- What you should do -
Extract every line below that contains the word "small", and copy each one word for word.

- Records to process -
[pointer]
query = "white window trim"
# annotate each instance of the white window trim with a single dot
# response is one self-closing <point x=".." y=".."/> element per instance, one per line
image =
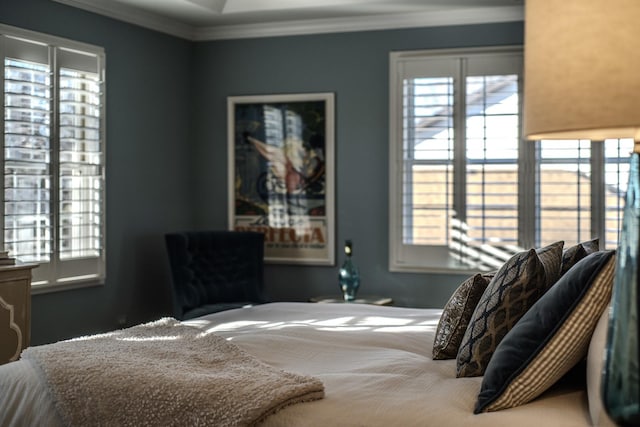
<point x="411" y="258"/>
<point x="56" y="276"/>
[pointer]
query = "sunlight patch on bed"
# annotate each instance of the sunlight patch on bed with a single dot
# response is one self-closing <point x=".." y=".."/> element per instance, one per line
<point x="383" y="321"/>
<point x="156" y="338"/>
<point x="232" y="326"/>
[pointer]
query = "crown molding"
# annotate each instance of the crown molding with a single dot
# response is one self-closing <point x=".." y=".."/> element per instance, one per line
<point x="132" y="15"/>
<point x="166" y="25"/>
<point x="363" y="23"/>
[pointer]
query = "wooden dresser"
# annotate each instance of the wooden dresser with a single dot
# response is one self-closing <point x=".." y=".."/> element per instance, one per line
<point x="15" y="310"/>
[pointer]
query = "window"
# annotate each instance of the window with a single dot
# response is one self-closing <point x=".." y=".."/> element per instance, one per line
<point x="53" y="163"/>
<point x="466" y="192"/>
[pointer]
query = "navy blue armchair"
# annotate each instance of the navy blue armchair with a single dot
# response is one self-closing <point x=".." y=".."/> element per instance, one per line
<point x="213" y="271"/>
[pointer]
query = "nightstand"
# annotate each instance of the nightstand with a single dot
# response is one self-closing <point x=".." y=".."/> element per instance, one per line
<point x="15" y="310"/>
<point x="364" y="299"/>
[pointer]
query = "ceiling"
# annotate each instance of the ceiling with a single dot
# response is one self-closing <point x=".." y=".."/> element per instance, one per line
<point x="224" y="19"/>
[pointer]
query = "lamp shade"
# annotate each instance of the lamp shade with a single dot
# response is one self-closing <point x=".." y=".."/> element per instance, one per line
<point x="582" y="69"/>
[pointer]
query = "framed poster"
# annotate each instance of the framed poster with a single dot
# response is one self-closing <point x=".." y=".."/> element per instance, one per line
<point x="281" y="174"/>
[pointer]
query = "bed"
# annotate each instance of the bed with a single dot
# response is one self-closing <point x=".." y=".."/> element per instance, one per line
<point x="374" y="362"/>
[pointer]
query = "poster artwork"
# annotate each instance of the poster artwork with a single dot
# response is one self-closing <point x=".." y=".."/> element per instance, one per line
<point x="280" y="182"/>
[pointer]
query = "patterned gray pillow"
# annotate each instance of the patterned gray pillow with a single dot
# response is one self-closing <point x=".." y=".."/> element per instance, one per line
<point x="456" y="316"/>
<point x="551" y="258"/>
<point x="517" y="285"/>
<point x="572" y="255"/>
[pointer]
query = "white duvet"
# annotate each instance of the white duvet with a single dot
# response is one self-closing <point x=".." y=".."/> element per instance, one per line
<point x="375" y="363"/>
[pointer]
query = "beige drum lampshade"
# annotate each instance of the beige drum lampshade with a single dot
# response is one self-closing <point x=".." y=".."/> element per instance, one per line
<point x="582" y="69"/>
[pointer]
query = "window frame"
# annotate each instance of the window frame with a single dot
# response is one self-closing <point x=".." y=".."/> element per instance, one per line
<point x="436" y="259"/>
<point x="76" y="271"/>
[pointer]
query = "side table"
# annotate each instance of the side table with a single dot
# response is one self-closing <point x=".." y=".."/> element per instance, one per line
<point x="364" y="299"/>
<point x="15" y="310"/>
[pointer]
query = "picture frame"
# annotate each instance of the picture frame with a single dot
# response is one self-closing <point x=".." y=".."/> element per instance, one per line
<point x="282" y="174"/>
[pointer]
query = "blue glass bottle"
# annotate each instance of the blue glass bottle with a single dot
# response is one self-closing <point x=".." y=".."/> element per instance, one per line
<point x="621" y="380"/>
<point x="349" y="277"/>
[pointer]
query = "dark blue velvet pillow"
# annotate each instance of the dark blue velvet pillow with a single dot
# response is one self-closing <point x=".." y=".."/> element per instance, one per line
<point x="550" y="338"/>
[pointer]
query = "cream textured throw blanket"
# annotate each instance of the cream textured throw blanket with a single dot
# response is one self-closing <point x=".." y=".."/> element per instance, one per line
<point x="164" y="373"/>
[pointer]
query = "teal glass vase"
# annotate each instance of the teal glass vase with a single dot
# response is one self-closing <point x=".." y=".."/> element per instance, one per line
<point x="621" y="380"/>
<point x="349" y="276"/>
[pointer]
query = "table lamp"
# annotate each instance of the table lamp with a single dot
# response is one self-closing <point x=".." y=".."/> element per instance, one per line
<point x="582" y="81"/>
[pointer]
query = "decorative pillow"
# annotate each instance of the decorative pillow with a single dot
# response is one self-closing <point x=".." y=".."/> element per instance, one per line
<point x="575" y="253"/>
<point x="551" y="258"/>
<point x="456" y="315"/>
<point x="514" y="288"/>
<point x="595" y="360"/>
<point x="551" y="338"/>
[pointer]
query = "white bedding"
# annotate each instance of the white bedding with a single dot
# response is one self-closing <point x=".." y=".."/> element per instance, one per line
<point x="375" y="363"/>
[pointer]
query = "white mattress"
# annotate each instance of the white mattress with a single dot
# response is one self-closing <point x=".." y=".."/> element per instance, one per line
<point x="375" y="363"/>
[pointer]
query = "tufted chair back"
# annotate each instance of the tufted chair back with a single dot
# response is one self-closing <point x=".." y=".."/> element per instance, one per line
<point x="215" y="270"/>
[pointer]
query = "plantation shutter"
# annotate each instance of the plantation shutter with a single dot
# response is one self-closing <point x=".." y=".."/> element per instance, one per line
<point x="53" y="164"/>
<point x="27" y="150"/>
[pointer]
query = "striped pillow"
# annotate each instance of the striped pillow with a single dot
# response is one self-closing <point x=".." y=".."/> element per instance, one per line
<point x="551" y="338"/>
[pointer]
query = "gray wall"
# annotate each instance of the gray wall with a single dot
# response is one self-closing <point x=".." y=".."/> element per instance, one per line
<point x="166" y="153"/>
<point x="355" y="67"/>
<point x="148" y="171"/>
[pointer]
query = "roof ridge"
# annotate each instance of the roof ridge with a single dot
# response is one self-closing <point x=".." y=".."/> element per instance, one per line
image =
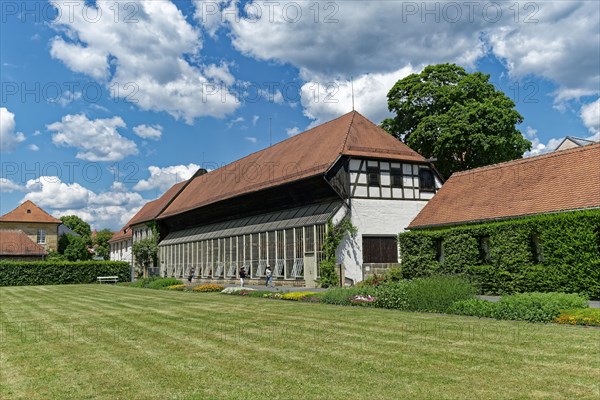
<point x="527" y="159"/>
<point x="348" y="131"/>
<point x="578" y="138"/>
<point x="38" y="208"/>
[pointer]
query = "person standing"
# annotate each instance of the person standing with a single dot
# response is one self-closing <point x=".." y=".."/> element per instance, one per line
<point x="242" y="276"/>
<point x="268" y="276"/>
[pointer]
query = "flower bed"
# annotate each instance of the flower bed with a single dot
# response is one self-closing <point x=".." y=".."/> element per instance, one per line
<point x="210" y="287"/>
<point x="237" y="290"/>
<point x="579" y="316"/>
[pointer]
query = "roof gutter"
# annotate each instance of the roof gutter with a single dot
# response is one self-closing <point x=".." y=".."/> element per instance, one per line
<point x="499" y="219"/>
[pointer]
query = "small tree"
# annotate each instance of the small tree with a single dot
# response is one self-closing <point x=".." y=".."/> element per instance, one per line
<point x="76" y="248"/>
<point x="145" y="251"/>
<point x="335" y="234"/>
<point x="78" y="226"/>
<point x="101" y="243"/>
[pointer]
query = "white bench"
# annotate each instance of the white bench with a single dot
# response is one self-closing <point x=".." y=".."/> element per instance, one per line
<point x="107" y="279"/>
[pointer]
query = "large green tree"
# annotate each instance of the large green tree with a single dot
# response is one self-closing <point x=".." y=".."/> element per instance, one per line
<point x="101" y="245"/>
<point x="456" y="117"/>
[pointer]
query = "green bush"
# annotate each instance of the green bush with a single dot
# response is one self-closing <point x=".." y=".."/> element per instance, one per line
<point x="162" y="283"/>
<point x="579" y="316"/>
<point x="473" y="307"/>
<point x="342" y="296"/>
<point x="391" y="295"/>
<point x="569" y="262"/>
<point x="60" y="272"/>
<point x="438" y="293"/>
<point x="537" y="307"/>
<point x="393" y="274"/>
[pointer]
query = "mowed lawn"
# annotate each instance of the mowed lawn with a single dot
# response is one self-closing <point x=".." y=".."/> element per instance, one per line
<point x="92" y="341"/>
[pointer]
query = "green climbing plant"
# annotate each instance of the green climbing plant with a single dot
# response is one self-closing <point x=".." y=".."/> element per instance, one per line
<point x="333" y="238"/>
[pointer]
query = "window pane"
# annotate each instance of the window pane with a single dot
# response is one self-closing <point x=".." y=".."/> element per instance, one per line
<point x="373" y="176"/>
<point x="426" y="180"/>
<point x="396" y="177"/>
<point x="380" y="249"/>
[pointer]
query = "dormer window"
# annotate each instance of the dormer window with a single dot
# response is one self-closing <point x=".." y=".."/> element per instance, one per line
<point x="373" y="176"/>
<point x="396" y="177"/>
<point x="426" y="180"/>
<point x="41" y="236"/>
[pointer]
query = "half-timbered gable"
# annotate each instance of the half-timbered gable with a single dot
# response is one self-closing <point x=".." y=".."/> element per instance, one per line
<point x="272" y="207"/>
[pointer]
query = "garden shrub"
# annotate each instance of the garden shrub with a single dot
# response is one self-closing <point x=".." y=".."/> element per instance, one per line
<point x="209" y="287"/>
<point x="579" y="316"/>
<point x="296" y="296"/>
<point x="394" y="274"/>
<point x="25" y="273"/>
<point x="473" y="307"/>
<point x="237" y="290"/>
<point x="341" y="295"/>
<point x="569" y="260"/>
<point x="142" y="282"/>
<point x="537" y="307"/>
<point x="391" y="295"/>
<point x="162" y="283"/>
<point x="437" y="293"/>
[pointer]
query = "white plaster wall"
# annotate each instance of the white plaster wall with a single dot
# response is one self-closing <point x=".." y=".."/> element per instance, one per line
<point x="374" y="217"/>
<point x="115" y="252"/>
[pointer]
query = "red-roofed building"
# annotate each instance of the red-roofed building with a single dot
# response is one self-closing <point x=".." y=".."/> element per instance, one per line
<point x="15" y="245"/>
<point x="37" y="224"/>
<point x="552" y="182"/>
<point x="526" y="225"/>
<point x="272" y="207"/>
<point x="120" y="245"/>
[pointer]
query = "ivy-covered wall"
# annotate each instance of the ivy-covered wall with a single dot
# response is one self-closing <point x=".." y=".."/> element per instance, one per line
<point x="552" y="252"/>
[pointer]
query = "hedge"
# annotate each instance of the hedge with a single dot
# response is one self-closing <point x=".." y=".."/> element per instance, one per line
<point x="60" y="272"/>
<point x="571" y="254"/>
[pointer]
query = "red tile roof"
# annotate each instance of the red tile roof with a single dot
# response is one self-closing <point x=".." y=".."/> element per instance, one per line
<point x="559" y="181"/>
<point x="153" y="208"/>
<point x="122" y="234"/>
<point x="29" y="212"/>
<point x="17" y="243"/>
<point x="305" y="155"/>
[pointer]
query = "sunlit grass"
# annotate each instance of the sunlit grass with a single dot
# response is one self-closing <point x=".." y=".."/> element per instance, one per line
<point x="91" y="341"/>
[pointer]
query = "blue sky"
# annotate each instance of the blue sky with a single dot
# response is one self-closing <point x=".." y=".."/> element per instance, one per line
<point x="106" y="104"/>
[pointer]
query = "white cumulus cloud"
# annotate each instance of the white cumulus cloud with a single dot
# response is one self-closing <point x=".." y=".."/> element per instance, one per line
<point x="96" y="140"/>
<point x="108" y="209"/>
<point x="51" y="192"/>
<point x="332" y="41"/>
<point x="9" y="186"/>
<point x="292" y="131"/>
<point x="153" y="132"/>
<point x="9" y="139"/>
<point x="149" y="56"/>
<point x="590" y="114"/>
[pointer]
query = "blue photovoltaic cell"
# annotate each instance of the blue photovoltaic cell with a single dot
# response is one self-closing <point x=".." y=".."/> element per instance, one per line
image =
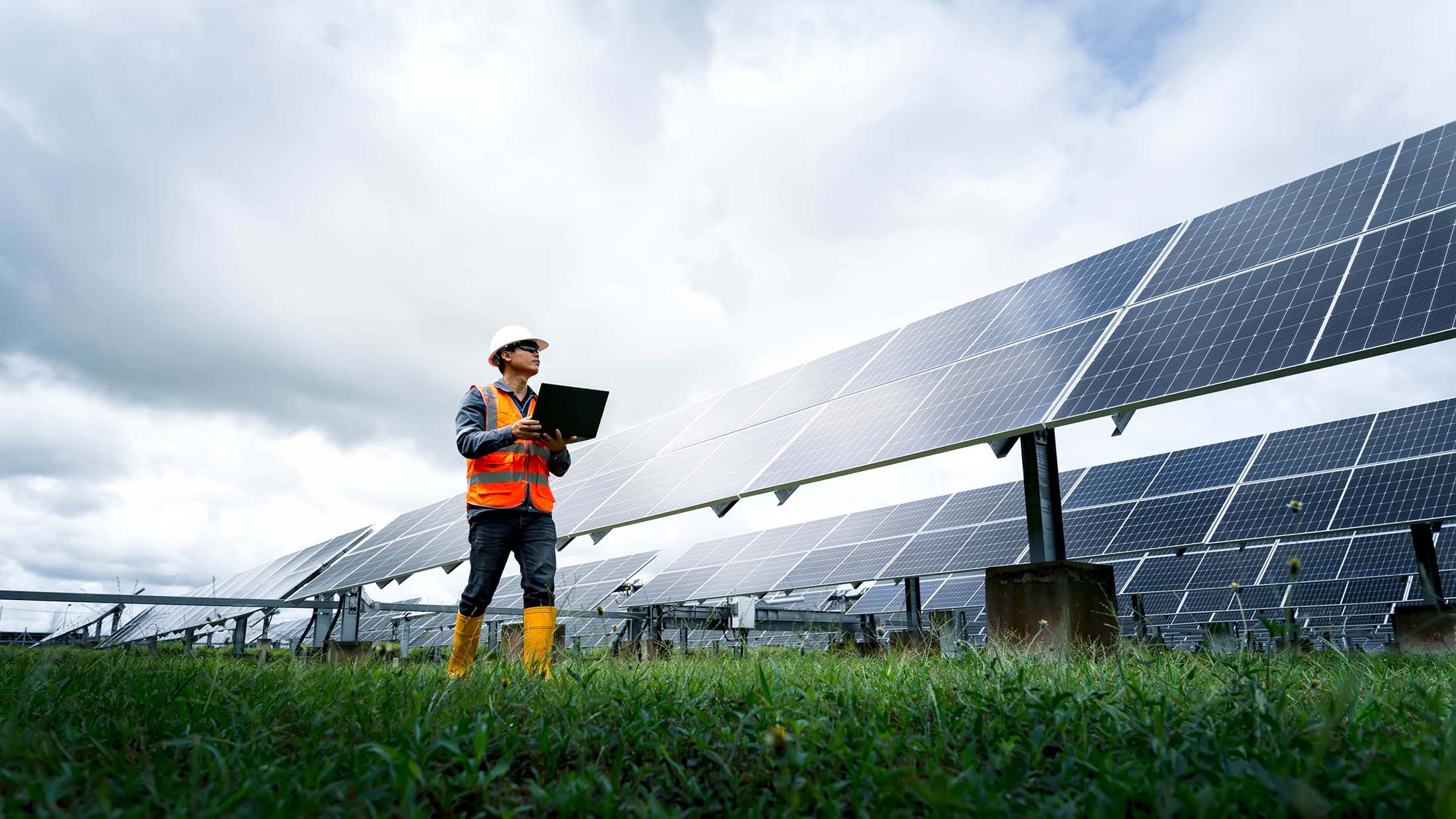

- Output of the exercise -
query = "small tree"
# annotate each instance of the small tree with a single dot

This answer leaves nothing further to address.